TÂCHES À RÉALISER:
#1 Imprimez à l'identique le passage du texte sur Ernest Renan qui commence à « En témoigne le » et se termine à « prière sur l’Acropole. ».
#2 Poursuivez la rédaction du texte sur Ernest Renan à partir de sa dernière phrase.

───── TEXTE SÉLECTIONNÉ ─────

Ernest Renan, de l’Académie française vu par Henry Laurens et Michel Zink
Comment Ernest Renan, le père de la Troisième République, l’auteur de la célèbre Vie de Jésus, qui par son œuvre de philologue synthétise la pensée savante du XIXe siècle, est-il perçu 150 ans après sa première leçon inaugurale au Collège de France qui lui valut d’en être suspendu momentanément ? En hommage au grand savant qui divisa les hommes de son temps et dont l’œuvre connut une formidable fortune, Henry Laurens et Michel Zink, tous deux titulaires d’une chaire au Collège, présentent leur auguste prédécesseur dont la vie, les choix, la pensée et les apports à la science ne lassent pas de passionner et d’interroger.
L'œuvre d'Ernest Renan qui déclencha en son temps polémiques et controverses est toute en subtilité. La pluralité de ses champs intellectuels, associée à sa puissance de travail, a produit l'exemple d'un orientalisme savant où la philologie et l'histoire religieuse sont au cœur de la pensée. En ce début de XXIe siècle, nous en sommes les héritiers directs, ne serait-ce que par la définition qu'il
donna de la nation dans son célèbre discours Qu'est-ce qu'une Nation ? (1882), une vision partagée et érigée en modèle dans la plupart des États aujourd'hui. Pareille destinée n'est pas fortuite.
En témoigne le Colloque de rentrée du Collège de France, organisé par Henry Laurens, le 11 et 12 octobre 2012 durant lequel une vingtaine de chercheurs parmi lesquels huit professeurs du Collège de France ont apporté leur réflexion sur sa vie, son œuvre et sa postérité à travers les différentes disciplines que son œuvre a irrigué : l’histoire et l’archéologie, la philosophie et la religion, la politique. Voici, pour donner une idée du programme quelques-uns des titres des communications prononcées : Renan et l’exégèse historico-critique de la Bible, La raison selon Renan, La fortune de La prière sur l’Acropole.
À qui comparer l'homme, à la fois écrivain, intellectuel, philologue, archéologue, épigraphiste ? Henri Laurens fait le rapprochement pour le XXe siècle, avec un Raymond Aron dans son opposition au marxisme, comparable à la mise à distance critique de la religion par Renan en son temps et par l'opposition des milieux catholiques qu'il affronta contre vents et marées. L'auteur de la Vie de Jésus (1863), ne fut jamais anticlérical et resta fidèle à l'idée d'une religion réservée à la part intime de chacun. Ernest Renan n'a pas perdu la foi pour devenir athée. Il est resté fidèle à sa formation, à ses pères séminaristes qui l'ont formé, aux écrits religieux et philosophiques dans lesquels il s'est forgé une vision, en réponse à sa grande interrogation sur la naissance des religions. Comment le phénomène religieux se construit ?

───── EXTRAIT DE DONNÉES ─────

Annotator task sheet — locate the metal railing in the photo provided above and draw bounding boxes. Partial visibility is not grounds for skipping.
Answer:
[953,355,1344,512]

─────

RÉPONSES PAR TÂCHE:
#1
En témoigne le Colloque de rentrée du Collège de France, organisé par Henry Laurens, le 11 et 12 octobre 2012 durant lequel une vingtaine de chercheurs parmi lesquels huit professeurs du Collège de France ont apporté leur réflexion sur sa vie, son œuvre et sa postérité à travers les différentes disciplines que son œuvre a irrigué : l’histoire et l’archéologie, la philosophie et la religion, la politique. Voici, pour donner une idée du programme quelques-uns des titres des communications prononcées : Renan et l’exégèse historico-critique de la Bible, La raison selon Renan, La fortune de La prière sur l’Acropole.

#2
Sa plume et sa formation humaniste au séminaire de Saint-Nicolas du Chardonnet puis au séminaire d'Issy-les-Moulinaux dépendant de Saint-Sulpice (à partir de 1842) révèlent ses dons précoces et en ont fait un grand écrivain. On attend de lui qu'il devienne prêtre, il n'en fera rien, tout en ne rejetant jamais cet héritage intellectuel et personnel. Comme l'a rappelé Michel Zink dans cette émission et lors de sa communication intitulée «Souvenirs d’enfance et de jeunesse : l’éternel séminariste» : Il a certes rompu avec l'Église. Et en même temps, il a gardé pour certains de ses anciens maîtres une grande reconnaissance. La foi qu'il avait eu en Jésus, s'est transformée en une fascination pour le personnage "véritable" de Jésus et en un désir de comprendre ce qu'il avait été vraiment, le débarrassant de toutes les strates légendaires dont il avait fait l'objet. Henry Laurens a évoqué au colloque une grande crise religieuse et une période de sa vie faîte de temps douloureux pour le jeune Ernest quand celui-ci se lance dans la découverte de la philologie biblique comprenant son irrésistible penchant pour le rationalisme critique. Henry Laurens a rappelé au colloque que Plus tard, Flaubert appréciait beaucoup le style de Renan et le comptait parmi les grand écrivains de son temps.
Henry Laurens résume dans cette émission le système de pensée de Renan, bien que le mot de «système» ne semble pas convenir. Partant de l'interrogation philosophique que le langage est une interprétation de l'univers, il conçoit que chaque groupe de langue définit une appréhension particulière de l'univers. Comment divise-t-il l'histoire de la civilisation ? A quoi correspondent le groupe des langues sémitiques et des langues indo-européennes ? Qu'est-ce que le christianisme pour Renan ? Qui est à l'origine du principe d'universalité ? Des questions auxquelles Henry Laurens répond clairement dans cette émission, mettant bien en garde sur l'utilisation du terme de "race" chez Renan, à savoir comme idéal-type et non comme une réalité tangible. L'inventeur du "Miracle grec", on lui doit l'expression, fut de son vivant victime de nombreuses attaques sans pour autant avoir un tempérament provocateur, il eut l'hostilité des milieux catholiques de son temps et fut entraîné dans des polémiques. Michel Zink retient de son œuvre la cohérence volontaire de sa démarche, qui n'est autre que l'application au domaine religieux, du positivisme dont il est le représentant. Dans sa leçon inaugurale, en 1862, en parlant de Jésus cet homme incomparable !, il provoque le scandale faisant à la fois l'apologie de Jésus tout en niant la part divine du Christ. Sa pensée est très nuancée et ne peut être simplifiée. Quelle est sa vision religieuse ? C'est à cette question que répond Michel Zink dans cet entretien. Quel est l'héritage de Renan ? Son parcours politique ? Comment le libéral qui refusait le suffrage universel est-il devenu un maître penseur pour les républicains et compte désormais, y compris de son vivant, parmi les pères fondateurs de la Troisième République.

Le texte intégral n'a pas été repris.